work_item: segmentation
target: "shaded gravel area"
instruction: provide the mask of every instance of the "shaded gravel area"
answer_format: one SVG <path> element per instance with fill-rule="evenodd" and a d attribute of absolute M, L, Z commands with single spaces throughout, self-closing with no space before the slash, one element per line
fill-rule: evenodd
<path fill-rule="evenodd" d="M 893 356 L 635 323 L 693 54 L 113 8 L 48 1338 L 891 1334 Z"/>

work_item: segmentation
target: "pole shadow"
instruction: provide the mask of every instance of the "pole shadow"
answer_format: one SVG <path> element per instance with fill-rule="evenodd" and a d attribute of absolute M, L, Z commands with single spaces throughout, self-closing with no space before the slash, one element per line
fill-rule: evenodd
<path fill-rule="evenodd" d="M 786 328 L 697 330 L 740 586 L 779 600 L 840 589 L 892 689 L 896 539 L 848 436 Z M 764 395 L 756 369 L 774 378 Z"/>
* * *
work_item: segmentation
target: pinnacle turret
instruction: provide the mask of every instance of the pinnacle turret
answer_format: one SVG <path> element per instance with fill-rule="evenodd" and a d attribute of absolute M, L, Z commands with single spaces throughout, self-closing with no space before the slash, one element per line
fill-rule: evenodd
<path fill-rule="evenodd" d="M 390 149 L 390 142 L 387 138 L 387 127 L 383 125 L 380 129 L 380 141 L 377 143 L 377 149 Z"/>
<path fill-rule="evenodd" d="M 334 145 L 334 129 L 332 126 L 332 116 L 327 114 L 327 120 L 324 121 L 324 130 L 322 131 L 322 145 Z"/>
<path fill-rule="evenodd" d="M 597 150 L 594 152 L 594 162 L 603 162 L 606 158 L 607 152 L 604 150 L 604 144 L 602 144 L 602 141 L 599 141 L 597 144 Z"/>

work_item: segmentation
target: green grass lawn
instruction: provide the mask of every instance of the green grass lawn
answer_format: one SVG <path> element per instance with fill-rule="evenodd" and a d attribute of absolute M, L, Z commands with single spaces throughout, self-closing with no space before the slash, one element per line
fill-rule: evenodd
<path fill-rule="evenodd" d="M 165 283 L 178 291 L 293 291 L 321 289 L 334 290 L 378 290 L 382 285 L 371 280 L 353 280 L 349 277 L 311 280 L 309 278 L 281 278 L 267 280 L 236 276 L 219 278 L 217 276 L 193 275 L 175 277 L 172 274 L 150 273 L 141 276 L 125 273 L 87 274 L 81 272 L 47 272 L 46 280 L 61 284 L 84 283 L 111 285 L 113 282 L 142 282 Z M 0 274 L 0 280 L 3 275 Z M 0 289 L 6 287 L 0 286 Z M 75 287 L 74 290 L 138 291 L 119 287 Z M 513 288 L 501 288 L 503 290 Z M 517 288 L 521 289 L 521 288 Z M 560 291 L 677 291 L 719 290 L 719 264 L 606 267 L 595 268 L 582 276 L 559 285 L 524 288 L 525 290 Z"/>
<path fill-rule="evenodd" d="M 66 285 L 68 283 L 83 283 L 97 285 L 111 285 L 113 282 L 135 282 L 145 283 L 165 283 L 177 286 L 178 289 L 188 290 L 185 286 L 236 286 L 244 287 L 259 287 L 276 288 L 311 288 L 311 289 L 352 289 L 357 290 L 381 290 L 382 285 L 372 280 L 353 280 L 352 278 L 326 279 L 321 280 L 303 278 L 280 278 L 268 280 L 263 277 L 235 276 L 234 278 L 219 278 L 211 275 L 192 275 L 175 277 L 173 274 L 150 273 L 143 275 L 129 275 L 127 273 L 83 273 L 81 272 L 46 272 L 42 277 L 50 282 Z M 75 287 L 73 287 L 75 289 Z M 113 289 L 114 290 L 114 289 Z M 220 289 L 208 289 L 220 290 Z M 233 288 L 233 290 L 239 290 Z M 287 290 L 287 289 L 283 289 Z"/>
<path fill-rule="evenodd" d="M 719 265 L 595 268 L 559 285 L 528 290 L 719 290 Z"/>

* [JOB]: Which rows above contain the string "pole", with case counting? Show each of those rows in full.

* [ANSWER TO THIS PROBLEM]:
target: "pole shadow"
instruction: provide the mask of every instance of the "pole shadow"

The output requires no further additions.